> **WRITTEN REQUEST 1**:
In the Bunny Lake Is Missing disc review, set down the passage starting at "Audio registers nicely" and ending at "isolated music option.", word for word.

> **EXCERPT PROVIDED**:
==================================================

Bunny Lake Is Missing joins Powerhouse's Indicator label with a Dual Format release. It's region-free and contains Blu-ray and DVD discs alongside a nifty booklet inside the case. The initial, limited edition run is for 3,000.

The transfer is sourced from a 4K restoration by Sony which utilized the original negative. It looks outstanding. The black and white images are full of life, sharpness and nearly perfect contrast. Witnessing something like the texture on Noël Coward's sweater really makes one appreciate the luxury of high definition. The 2.35:1 aspect ratio picture shows no signs of damage. Grain structure appears consistently intact and most pleasing to the eye.

Carol Lynley in Bunny Lake is Missing

Audio registers nicely via a new remaster. The LPCM English language mono track captures the Paul Glass score alongside crisp, clean dialogue without issue. Subtitles are provided in English for the hearing impaired. They are white in colour. There's also a separate isolated music option.

extra features

A healthy collection of supplements includes an audio commentary by "film historians" Nick Redman, Julie Kirgo, and screenwriter Lem Dobbs. This was sourced from the U.S. Twilight Time edition of the movie and recorded in 2014. It's a quality listen, with Kirgo and Dobbs doing most of the talking. They rarely discuss exactly what's occurring onscreen but the track is wide-ranging and full of details, theories and light analysis. What's particularly encouraging is that both Kirgo and Dobbs seem knowledgeable about and have a genuine affection for this film. It's also strangely soothing to watch Preminger's images unfold absent the attached audio.

A 2006 Interview with star Carol Lynley (26:59), newly edited by Robert Fischer for his Fiction Factory production company, features good anecdotes mixed in with a few personal remembrances on the production. She doesn't seem to have any animosity for Preminger, though she does note that Keir Dullea took the brunt of the director's verbal punishment on the set. (For the record, he's been quoted elsewhere as saying that "the experience was the most unpleasant" he ever had.)

Another sit down occurs with Clive Revill (13:31). This was recently filmed, also by Fiction Factory, and ranges from Revill's early days as a British stage actor to Broadway and then his role on Bunny Lake Is Missing.

Keir Dullea in Bunny Lake is Missing

Three separate Trailers are here. The first (3:25) is narrated by Preminger and also shows him on-camera to remind audiences not to arrive after the picture's started. The second (2:22) features British rock band The Zombies performing the tune from their song "Just Out of Reach" but substituting lyrics to make it "Come on Time" in a further effort to get audiences settled in to the cinema before the picture begins. The third (2:54) has a much more traditional approach.

==================================================

> **STORED DATA**:
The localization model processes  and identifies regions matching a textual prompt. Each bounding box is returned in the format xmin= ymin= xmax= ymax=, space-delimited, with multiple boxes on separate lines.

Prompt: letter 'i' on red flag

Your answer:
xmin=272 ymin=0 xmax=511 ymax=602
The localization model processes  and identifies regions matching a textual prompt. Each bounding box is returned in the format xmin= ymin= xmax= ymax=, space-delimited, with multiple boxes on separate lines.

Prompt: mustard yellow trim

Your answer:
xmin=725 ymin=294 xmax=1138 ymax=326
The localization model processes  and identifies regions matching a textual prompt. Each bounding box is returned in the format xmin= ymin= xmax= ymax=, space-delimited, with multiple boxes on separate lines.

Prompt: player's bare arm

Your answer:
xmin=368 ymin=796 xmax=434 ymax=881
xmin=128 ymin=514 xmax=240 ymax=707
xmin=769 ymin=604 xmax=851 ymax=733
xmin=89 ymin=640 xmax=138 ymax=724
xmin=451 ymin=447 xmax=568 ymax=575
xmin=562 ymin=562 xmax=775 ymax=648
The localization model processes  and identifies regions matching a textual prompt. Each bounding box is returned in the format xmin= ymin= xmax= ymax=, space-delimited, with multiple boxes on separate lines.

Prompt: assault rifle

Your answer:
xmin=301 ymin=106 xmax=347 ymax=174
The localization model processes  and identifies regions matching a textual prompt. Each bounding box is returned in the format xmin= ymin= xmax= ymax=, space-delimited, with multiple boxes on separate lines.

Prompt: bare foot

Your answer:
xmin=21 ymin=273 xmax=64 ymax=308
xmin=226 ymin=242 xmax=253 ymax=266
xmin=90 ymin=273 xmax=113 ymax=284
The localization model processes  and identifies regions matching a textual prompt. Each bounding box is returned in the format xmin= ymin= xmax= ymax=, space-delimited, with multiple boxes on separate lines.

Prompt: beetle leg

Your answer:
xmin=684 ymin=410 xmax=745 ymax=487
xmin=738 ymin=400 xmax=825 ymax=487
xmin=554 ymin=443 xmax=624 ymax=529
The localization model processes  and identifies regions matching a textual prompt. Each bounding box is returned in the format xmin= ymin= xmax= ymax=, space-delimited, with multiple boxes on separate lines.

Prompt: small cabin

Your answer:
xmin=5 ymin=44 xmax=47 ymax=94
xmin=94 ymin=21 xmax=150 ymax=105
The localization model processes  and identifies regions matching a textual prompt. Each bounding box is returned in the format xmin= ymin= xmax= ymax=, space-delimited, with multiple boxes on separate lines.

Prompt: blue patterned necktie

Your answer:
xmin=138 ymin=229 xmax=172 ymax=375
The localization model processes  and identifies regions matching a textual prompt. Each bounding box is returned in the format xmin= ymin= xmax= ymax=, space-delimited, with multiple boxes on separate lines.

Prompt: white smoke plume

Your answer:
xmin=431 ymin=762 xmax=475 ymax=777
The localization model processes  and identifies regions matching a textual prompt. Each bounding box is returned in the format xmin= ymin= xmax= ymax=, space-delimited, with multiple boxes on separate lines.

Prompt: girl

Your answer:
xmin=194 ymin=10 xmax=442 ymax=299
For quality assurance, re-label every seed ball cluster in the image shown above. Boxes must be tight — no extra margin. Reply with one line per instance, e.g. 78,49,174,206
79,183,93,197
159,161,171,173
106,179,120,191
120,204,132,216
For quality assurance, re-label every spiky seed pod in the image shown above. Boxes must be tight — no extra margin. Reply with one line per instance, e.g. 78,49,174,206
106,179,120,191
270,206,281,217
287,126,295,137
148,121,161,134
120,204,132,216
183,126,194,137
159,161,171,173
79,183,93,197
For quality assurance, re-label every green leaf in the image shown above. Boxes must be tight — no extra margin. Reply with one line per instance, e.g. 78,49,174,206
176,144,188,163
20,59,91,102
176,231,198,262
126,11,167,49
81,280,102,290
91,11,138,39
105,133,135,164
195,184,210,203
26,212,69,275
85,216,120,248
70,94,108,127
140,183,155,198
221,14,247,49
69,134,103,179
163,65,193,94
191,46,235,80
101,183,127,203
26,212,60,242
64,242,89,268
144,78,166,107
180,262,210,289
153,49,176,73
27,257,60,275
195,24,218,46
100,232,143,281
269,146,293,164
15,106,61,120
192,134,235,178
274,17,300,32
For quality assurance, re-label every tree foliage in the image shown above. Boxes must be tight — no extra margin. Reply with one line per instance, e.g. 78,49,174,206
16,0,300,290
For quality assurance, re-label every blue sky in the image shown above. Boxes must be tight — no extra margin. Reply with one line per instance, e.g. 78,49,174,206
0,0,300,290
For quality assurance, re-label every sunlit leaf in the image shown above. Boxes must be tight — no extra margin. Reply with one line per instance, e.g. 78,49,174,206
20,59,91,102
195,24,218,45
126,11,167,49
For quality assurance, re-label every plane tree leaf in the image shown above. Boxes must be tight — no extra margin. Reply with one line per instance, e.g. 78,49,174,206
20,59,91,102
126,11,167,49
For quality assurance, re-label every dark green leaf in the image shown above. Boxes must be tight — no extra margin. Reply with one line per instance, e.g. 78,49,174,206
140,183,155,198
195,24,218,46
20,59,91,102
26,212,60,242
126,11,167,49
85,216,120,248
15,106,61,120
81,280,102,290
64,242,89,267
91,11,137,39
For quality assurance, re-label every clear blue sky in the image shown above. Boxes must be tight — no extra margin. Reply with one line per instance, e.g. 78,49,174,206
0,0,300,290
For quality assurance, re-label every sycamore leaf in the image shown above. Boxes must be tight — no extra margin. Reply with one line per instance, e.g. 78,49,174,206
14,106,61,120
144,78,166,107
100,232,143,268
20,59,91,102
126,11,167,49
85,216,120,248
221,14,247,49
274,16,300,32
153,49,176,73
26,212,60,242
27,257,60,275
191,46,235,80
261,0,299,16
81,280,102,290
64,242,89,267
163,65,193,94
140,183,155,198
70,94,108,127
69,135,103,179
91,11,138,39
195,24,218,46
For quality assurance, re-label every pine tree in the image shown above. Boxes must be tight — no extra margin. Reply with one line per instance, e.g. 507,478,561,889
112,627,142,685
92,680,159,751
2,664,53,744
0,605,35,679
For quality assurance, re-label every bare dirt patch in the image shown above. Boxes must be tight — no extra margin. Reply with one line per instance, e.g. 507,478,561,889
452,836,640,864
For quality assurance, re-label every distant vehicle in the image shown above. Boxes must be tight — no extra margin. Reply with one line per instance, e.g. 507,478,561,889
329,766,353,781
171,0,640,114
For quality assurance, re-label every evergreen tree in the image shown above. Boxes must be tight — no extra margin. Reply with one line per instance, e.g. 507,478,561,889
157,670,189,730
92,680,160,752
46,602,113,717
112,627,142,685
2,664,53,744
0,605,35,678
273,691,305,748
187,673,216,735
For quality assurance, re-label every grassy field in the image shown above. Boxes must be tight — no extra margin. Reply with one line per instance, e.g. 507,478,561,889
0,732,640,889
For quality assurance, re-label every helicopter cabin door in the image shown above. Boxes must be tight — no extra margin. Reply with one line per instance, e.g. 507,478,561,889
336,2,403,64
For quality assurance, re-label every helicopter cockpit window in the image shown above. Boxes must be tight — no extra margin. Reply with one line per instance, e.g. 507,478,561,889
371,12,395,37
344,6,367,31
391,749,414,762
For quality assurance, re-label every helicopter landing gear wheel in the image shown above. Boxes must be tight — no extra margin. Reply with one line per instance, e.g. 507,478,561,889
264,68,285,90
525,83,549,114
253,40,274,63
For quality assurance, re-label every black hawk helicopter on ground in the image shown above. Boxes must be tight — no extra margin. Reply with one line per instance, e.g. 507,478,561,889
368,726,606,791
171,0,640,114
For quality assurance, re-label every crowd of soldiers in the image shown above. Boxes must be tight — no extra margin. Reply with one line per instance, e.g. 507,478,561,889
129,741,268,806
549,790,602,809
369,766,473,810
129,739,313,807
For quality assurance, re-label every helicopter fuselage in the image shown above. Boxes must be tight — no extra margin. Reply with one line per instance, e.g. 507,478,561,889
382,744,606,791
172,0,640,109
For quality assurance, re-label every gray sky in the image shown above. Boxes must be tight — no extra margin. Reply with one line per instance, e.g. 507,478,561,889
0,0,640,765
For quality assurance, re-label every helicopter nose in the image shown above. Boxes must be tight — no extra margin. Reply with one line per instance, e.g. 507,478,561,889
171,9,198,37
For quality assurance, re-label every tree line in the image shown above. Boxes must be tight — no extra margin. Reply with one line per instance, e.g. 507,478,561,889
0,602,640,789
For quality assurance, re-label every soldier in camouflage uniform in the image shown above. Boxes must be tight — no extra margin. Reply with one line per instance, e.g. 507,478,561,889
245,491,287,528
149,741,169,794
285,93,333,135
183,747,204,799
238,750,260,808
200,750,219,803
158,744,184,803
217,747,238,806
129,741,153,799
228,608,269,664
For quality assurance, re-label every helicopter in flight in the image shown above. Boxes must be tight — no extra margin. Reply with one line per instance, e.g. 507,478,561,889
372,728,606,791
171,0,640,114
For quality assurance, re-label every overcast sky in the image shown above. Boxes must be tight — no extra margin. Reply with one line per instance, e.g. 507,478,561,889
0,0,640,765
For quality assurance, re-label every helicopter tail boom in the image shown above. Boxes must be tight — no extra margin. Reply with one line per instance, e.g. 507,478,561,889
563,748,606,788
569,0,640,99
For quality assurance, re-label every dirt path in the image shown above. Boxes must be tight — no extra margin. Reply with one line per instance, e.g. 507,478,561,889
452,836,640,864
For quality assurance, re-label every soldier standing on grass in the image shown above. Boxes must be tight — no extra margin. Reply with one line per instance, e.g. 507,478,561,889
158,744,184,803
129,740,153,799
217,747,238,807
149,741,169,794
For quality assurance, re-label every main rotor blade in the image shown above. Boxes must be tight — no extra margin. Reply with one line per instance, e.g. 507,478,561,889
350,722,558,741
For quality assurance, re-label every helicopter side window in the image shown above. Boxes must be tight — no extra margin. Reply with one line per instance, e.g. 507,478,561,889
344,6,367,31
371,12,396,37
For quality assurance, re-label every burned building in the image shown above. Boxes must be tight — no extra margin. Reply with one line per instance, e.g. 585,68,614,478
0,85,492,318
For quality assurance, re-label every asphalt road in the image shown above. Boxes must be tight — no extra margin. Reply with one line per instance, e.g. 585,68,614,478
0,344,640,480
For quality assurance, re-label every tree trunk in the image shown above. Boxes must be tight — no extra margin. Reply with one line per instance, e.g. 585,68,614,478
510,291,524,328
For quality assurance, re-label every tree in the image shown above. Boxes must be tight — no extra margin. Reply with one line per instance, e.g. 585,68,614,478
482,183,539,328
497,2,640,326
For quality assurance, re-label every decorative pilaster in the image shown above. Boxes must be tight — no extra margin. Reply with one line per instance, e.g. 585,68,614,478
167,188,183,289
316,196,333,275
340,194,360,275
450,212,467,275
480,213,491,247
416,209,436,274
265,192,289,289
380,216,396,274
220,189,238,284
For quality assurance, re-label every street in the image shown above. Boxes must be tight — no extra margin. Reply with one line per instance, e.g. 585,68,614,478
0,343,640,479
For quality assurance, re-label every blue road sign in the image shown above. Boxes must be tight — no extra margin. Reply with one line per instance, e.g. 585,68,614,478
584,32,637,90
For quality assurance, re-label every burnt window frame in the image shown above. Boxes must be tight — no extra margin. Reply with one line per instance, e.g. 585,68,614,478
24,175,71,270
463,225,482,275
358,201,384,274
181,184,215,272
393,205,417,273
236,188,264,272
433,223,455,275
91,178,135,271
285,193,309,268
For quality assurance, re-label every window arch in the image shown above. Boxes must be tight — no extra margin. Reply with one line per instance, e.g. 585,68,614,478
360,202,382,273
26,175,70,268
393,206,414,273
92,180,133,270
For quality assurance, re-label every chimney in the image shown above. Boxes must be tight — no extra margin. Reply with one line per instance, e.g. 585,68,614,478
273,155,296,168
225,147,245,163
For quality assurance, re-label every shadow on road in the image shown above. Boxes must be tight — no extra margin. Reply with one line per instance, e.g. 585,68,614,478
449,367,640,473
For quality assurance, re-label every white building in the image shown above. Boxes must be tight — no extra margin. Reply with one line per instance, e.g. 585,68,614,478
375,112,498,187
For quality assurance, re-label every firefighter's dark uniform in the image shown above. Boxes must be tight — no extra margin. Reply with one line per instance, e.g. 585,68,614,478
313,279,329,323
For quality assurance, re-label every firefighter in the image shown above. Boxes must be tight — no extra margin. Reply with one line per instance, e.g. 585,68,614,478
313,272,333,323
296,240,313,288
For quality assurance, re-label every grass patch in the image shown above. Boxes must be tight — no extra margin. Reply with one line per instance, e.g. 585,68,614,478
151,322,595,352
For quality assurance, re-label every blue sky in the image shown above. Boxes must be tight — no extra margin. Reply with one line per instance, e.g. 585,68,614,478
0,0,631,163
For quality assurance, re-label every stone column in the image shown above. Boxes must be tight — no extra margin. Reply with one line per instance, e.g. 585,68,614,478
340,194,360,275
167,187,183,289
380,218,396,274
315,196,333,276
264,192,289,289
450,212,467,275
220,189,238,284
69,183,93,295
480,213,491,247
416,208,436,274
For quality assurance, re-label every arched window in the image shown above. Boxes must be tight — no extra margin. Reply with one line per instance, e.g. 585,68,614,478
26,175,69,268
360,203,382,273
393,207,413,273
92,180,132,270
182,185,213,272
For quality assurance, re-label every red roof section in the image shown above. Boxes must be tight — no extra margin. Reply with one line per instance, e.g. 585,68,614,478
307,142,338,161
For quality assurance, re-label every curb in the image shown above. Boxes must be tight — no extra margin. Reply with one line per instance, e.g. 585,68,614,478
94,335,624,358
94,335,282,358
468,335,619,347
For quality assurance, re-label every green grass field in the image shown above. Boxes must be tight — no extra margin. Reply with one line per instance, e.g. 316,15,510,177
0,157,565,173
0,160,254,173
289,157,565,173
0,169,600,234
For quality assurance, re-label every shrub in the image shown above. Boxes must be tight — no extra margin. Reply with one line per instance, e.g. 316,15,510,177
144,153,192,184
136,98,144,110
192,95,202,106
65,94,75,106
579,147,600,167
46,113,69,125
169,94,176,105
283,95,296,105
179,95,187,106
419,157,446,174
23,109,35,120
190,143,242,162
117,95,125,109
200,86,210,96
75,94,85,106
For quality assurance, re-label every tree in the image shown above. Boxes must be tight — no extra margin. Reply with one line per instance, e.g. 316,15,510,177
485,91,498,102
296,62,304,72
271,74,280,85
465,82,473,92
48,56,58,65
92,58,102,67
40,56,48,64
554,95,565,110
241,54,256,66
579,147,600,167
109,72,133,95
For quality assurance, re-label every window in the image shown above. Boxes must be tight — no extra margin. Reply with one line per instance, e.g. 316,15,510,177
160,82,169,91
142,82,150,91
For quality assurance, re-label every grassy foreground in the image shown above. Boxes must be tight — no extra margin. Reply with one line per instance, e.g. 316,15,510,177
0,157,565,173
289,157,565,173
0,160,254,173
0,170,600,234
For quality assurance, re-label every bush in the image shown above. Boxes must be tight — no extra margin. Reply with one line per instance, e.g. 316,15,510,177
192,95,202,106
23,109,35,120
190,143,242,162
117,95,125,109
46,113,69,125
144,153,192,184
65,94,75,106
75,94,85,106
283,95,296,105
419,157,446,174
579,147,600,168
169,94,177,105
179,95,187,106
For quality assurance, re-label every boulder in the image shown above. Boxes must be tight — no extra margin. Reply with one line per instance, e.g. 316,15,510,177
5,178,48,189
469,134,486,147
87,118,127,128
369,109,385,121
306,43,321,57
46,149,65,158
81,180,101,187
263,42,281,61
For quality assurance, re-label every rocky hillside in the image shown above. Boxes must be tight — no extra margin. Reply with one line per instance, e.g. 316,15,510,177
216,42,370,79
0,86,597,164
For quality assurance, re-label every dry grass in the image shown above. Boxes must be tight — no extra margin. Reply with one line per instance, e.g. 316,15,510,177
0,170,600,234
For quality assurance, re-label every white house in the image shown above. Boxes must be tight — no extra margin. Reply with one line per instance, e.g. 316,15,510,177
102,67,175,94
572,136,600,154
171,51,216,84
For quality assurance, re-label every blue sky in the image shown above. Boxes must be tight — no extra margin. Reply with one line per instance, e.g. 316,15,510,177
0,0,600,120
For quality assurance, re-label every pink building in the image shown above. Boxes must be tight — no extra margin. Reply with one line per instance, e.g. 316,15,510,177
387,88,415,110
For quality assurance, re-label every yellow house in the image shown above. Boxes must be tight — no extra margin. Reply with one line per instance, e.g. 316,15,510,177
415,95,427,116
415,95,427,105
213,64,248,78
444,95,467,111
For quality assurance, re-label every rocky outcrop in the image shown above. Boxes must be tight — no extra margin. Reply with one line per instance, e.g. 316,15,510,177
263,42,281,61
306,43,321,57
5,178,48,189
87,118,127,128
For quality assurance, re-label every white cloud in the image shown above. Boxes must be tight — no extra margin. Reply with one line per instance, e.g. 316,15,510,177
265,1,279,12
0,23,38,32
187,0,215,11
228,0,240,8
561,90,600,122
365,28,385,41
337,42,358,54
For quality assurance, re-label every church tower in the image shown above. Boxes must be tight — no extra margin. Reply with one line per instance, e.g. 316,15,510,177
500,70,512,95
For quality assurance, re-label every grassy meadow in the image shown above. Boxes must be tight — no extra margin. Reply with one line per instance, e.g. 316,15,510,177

==================================================

> **WRITTEN REQUEST 2**:
Output the lines of the listing as a JSON list of strings, one string per line, with blank lines left out. Start at the first line of the listing and end with the line containing "xmin=90 ymin=273 xmax=113 ymax=284", including both ends and nothing past it.

> **WRITTEN RESPONSE 1**:
Audio registers nicely via a new remaster. The LPCM English language mono track captures the Paul Glass score alongside crisp, clean dialogue without issue. Subtitles are provided in English for the hearing impaired. They are white in colour. There's also a separate isolated music option.

> **WRITTEN RESPONSE 2**:
[
  "The localization model processes  and identifies regions matching a textual prompt. Each bounding box is returned in the format xmin= ymin= xmax= ymax=, space-delimited, with multiple boxes on separate lines.",
  "Prompt: letter 'i' on red flag",
  "Your answer:",
  "xmin=272 ymin=0 xmax=511 ymax=602",
  "The localization model processes  and identifies regions matching a textual prompt. Each bounding box is returned in the format xmin= ymin= xmax= ymax=, space-delimited, with multiple boxes on separate lines.",
  "Prompt: mustard yellow trim",
  "Your answer:",
  "xmin=725 ymin=294 xmax=1138 ymax=326",
  "The localization model processes  and identifies regions matching a textual prompt. Each bounding box is returned in the format xmin= ymin= xmax= ymax=, space-delimited, with multiple boxes on separate lines.",
  "Prompt: player's bare arm",
  "Your answer:",
  "xmin=368 ymin=796 xmax=434 ymax=881",
  "xmin=128 ymin=514 xmax=240 ymax=707",
  "xmin=769 ymin=604 xmax=851 ymax=733",
  "xmin=89 ymin=640 xmax=138 ymax=724",
  "xmin=451 ymin=447 xmax=568 ymax=575",
  "xmin=562 ymin=562 xmax=775 ymax=648",
  "The localization model processes  and identifies regions matching a textual prompt. Each bounding box is returned in the format xmin= ymin= xmax= ymax=, space-delimited, with multiple boxes on separate lines.",
  "Prompt: assault rifle",
  "Your answer:",
  "xmin=301 ymin=106 xmax=347 ymax=174",
  "The localization model processes  and identifies regions matching a textual prompt. Each bounding box is returned in the format xmin= ymin= xmax= ymax=, space-delimited, with multiple boxes on separate lines.",
  "Prompt: bare foot",
  "Your answer:",
  "xmin=21 ymin=273 xmax=64 ymax=308",
  "xmin=226 ymin=242 xmax=253 ymax=266",
  "xmin=90 ymin=273 xmax=113 ymax=284"
]